_What to produce_: In every one of the records below, swap "innermost point" for "deepest interior point" and write out all their lines again with nothing else changed. Omit the pictures from your answer.

_Records for this exercise_:
----

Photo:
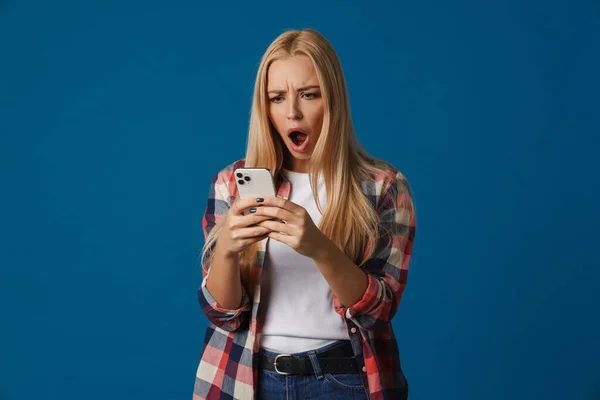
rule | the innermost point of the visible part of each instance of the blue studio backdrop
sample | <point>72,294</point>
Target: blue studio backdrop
<point>114,117</point>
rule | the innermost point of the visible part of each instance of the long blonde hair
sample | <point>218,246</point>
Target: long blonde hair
<point>349,219</point>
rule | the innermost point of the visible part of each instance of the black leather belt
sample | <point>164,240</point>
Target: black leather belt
<point>339,360</point>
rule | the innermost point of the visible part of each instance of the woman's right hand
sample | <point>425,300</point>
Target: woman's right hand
<point>238,232</point>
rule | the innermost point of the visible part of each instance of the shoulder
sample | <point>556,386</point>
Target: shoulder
<point>388,177</point>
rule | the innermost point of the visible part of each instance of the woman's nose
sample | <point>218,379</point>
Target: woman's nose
<point>294,111</point>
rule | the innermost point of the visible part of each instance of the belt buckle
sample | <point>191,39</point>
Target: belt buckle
<point>275,364</point>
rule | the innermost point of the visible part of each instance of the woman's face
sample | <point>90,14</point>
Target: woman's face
<point>295,108</point>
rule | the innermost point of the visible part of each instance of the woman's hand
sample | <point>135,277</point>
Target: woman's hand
<point>240,231</point>
<point>298,229</point>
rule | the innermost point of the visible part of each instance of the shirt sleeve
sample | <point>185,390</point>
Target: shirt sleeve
<point>388,266</point>
<point>217,207</point>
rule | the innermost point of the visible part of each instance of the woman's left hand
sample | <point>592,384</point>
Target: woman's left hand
<point>299,231</point>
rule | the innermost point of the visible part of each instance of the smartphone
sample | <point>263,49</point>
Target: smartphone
<point>254,182</point>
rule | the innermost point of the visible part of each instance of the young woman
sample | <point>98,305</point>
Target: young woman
<point>300,293</point>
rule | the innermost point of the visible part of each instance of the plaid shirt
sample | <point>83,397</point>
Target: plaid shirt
<point>228,367</point>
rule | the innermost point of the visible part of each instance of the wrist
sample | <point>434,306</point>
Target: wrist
<point>223,252</point>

----

_Final result_:
Photo:
rule | the deepest interior point of the visible part of each instance of the blue studio backdrop
sample | <point>72,294</point>
Target: blue studio backdrop
<point>114,117</point>
rule | the deepest interior point of the visible part of each instance of the long blonde hair
sample | <point>218,246</point>
Target: long blonde hair
<point>349,219</point>
rule | the deepest interior point of the visible part of each instance of the black leather belt
sample | <point>164,240</point>
Target: black leather belt
<point>339,360</point>
rule | the deepest interior point of the visible part of each instance of the woman's right hand
sample | <point>425,300</point>
Target: woman's right hand
<point>238,232</point>
rule | the deepest interior point of the visible part of each instance of the shoulder
sample | <point>556,386</point>
Target: shoulder
<point>388,177</point>
rule | the deepest interior point of the visible part of each instance of the woman's nose
sample | <point>218,379</point>
Target: woman's nose
<point>294,111</point>
rule | the deepest interior point of the visible part of each instance of the belt buckle
sample | <point>191,39</point>
Target: belt buckle
<point>275,364</point>
rule | the deepest interior point of the visible part of each instance of the woman's face
sample | <point>90,14</point>
Target: woman's face
<point>295,108</point>
rule | the deepest interior point of the visible part of each instance of the woman's hand
sample | <point>135,277</point>
Target: woman's hand
<point>240,231</point>
<point>298,229</point>
rule | the deepest interior point of the visible part of each instance of the shirt sleeve
sample | <point>185,390</point>
Target: shirt sleeve
<point>388,266</point>
<point>217,207</point>
rule | the deepest interior point of the visible part of each instance of the woman's left hand
sample | <point>592,384</point>
Target: woman's left hand
<point>299,231</point>
rule | the deepest interior point of the visible part of each instance of the smartphone
sample | <point>263,49</point>
Target: smartphone
<point>254,182</point>
rule | the deepest interior point of the visible part of each instance of the young woman
sample | <point>98,305</point>
Target: young woman
<point>300,293</point>
rule | the deepest interior point of the visible part of each instance of the plaid shirt
sample | <point>83,397</point>
Target: plaid shirt
<point>228,367</point>
rule | the deepest interior point of the visible part of each instance of the wrist
sample | <point>434,306</point>
Target: wrist
<point>223,252</point>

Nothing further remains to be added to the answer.